* **ACTIVITY**
In the passage below about retrieving human conjunctival tissue, copy word for word the stretch from "Research into diseases" through "vitro research purposes.".

* **PASSAGE FOR REVIEW**
- Opening Delimiter -

Research into diseases of the conjunctiva and the development of potential treatments, such as isolation and expansion of conjunctival stem cells, is impeded by the absence of intact sheets of human conjunctival tissue. Impression and brush cytology techniques only enable collection of the superficial layers of epithelia and disturb the normal anatomy (Tsubota et al. 1990; Calonge et al. 2004). Although small samples of full-thickness conjunctiva may be obtained from surgical specimens (Ang et al. 2004), or cadaveric donors (Cook et al. 1998), many studies would benefit from assessment of the tissue as a whole enabling comparison of different areas. To meet such needs, we have developed and described a surgical technique for retrieval of whole human cadaveric conjunctiva for ex vivo and in vitro research purposes.

- Closing Delimiter -

* **PROVIDED RECORDS**
- Opening Delimiter -

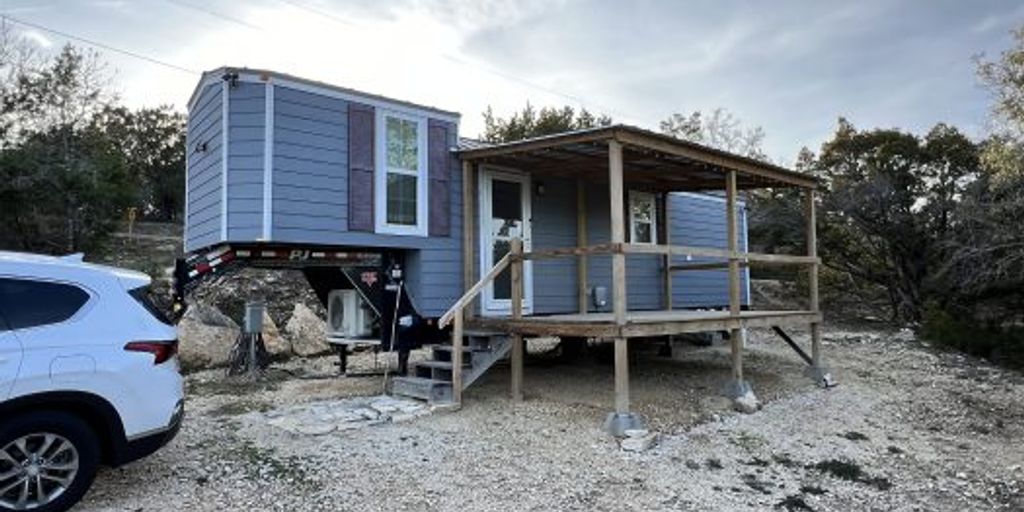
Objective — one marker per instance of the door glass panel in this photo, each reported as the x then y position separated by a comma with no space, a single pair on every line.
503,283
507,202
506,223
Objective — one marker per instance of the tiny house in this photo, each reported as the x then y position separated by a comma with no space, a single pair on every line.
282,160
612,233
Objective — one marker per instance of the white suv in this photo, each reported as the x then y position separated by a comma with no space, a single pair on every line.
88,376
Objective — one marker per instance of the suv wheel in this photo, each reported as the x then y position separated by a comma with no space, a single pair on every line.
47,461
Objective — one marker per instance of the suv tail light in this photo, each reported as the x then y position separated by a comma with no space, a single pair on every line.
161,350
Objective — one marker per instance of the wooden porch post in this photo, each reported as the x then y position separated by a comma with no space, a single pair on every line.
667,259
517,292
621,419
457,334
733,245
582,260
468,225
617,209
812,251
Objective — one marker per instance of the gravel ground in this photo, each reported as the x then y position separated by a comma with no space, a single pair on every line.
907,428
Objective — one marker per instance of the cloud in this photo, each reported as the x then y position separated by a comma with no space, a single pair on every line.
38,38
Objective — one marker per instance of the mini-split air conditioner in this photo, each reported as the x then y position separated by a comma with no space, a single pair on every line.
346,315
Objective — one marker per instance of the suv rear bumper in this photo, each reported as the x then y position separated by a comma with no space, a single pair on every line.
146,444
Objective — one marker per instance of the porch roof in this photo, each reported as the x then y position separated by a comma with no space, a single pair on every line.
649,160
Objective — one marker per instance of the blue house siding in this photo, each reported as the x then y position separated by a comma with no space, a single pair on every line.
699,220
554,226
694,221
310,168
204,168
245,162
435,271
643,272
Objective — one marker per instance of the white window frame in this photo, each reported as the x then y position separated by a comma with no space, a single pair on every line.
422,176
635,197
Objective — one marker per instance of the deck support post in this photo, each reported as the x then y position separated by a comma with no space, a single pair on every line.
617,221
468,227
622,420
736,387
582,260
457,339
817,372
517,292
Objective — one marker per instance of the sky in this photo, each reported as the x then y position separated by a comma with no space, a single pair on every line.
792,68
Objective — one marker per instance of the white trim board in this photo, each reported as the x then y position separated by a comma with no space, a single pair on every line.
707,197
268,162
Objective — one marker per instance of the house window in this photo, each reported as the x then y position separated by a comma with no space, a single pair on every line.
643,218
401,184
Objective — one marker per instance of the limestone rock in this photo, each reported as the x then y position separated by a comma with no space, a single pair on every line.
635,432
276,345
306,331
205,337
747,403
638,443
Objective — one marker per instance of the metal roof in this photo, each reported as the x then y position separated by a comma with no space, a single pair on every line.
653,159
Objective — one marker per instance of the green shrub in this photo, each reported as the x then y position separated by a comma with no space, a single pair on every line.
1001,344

- Closing Delimiter -
- Opening Delimiter -

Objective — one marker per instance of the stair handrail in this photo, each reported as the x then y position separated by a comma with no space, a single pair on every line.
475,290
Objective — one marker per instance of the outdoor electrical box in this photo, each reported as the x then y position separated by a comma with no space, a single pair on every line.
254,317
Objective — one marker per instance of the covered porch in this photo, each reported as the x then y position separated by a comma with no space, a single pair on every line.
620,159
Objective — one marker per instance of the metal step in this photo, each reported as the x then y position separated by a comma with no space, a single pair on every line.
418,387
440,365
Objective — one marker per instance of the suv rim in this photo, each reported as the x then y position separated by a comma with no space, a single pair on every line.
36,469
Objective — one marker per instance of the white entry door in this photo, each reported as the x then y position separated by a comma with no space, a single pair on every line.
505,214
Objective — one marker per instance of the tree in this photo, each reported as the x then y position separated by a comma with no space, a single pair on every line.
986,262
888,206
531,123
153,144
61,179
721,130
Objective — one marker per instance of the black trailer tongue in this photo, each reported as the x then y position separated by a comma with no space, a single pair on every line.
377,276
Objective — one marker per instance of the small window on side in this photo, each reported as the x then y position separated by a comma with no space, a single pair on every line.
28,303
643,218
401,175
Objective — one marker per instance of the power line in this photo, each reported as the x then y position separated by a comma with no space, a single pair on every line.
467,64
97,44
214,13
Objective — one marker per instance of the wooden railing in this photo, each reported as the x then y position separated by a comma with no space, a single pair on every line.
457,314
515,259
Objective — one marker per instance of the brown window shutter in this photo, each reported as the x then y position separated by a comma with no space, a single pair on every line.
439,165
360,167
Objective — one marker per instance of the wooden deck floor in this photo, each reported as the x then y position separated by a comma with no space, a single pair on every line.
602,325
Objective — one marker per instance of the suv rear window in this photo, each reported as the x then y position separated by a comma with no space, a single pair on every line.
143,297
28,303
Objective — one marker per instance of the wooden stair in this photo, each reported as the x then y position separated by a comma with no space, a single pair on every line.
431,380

- Closing Delimiter -
- Opening Delimiter -

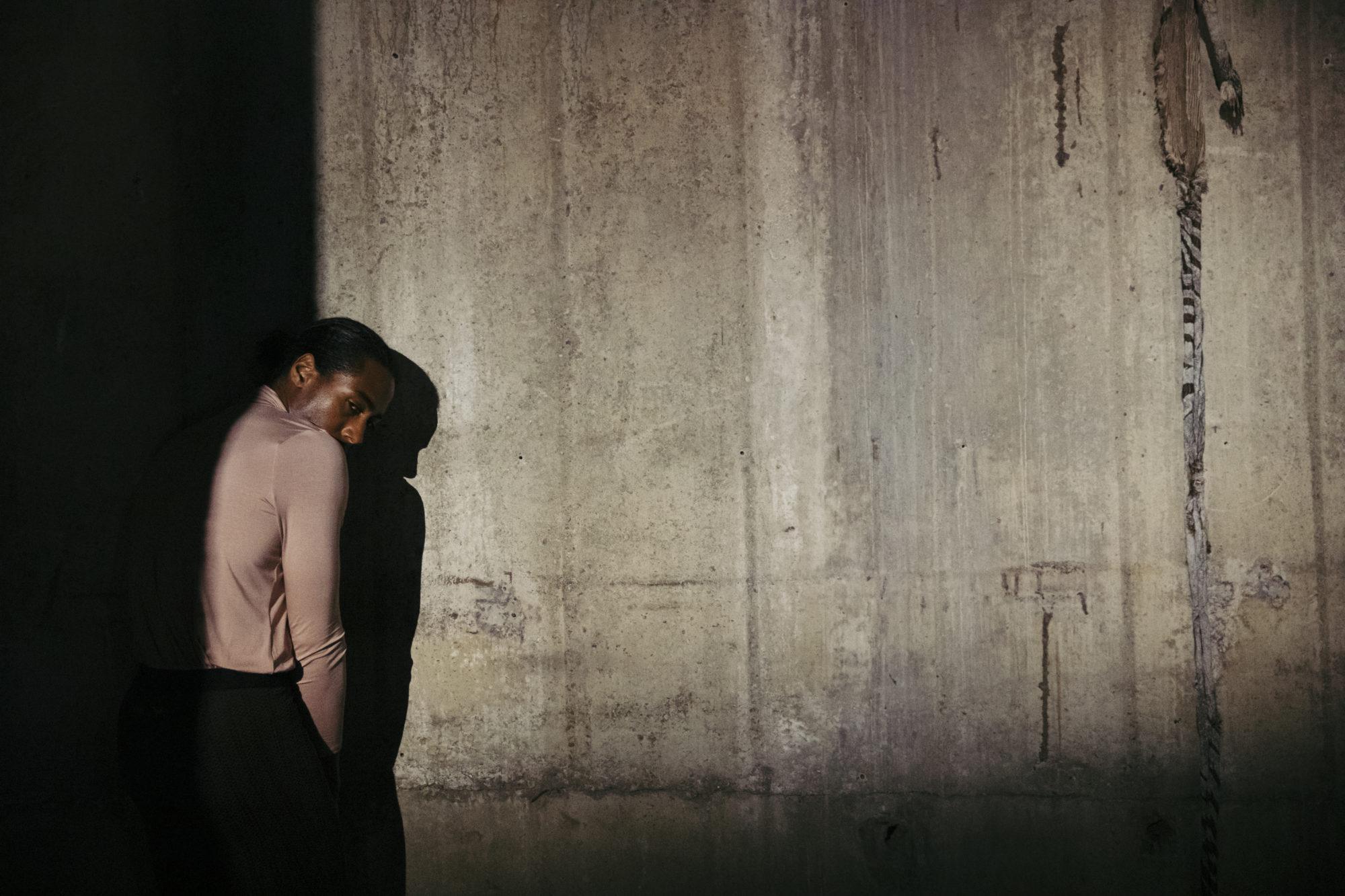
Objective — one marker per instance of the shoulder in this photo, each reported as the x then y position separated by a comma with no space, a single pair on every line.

- Closing Delimiter -

* **TASK OUTPUT**
Research into diseases of the conjunctiva and the development of potential treatments, such as isolation and expansion of conjunctival stem cells, is impeded by the absence of intact sheets of human conjunctival tissue. Impression and brush cytology techniques only enable collection of the superficial layers of epithelia and disturb the normal anatomy (Tsubota et al. 1990; Calonge et al. 2004). Although small samples of full-thickness conjunctiva may be obtained from surgical specimens (Ang et al. 2004), or cadaveric donors (Cook et al. 1998), many studies would benefit from assessment of the tissue as a whole enabling comparison of different areas. To meet such needs, we have developed and described a surgical technique for retrieval of whole human cadaveric conjunctiva for ex vivo and in vitro research purposes.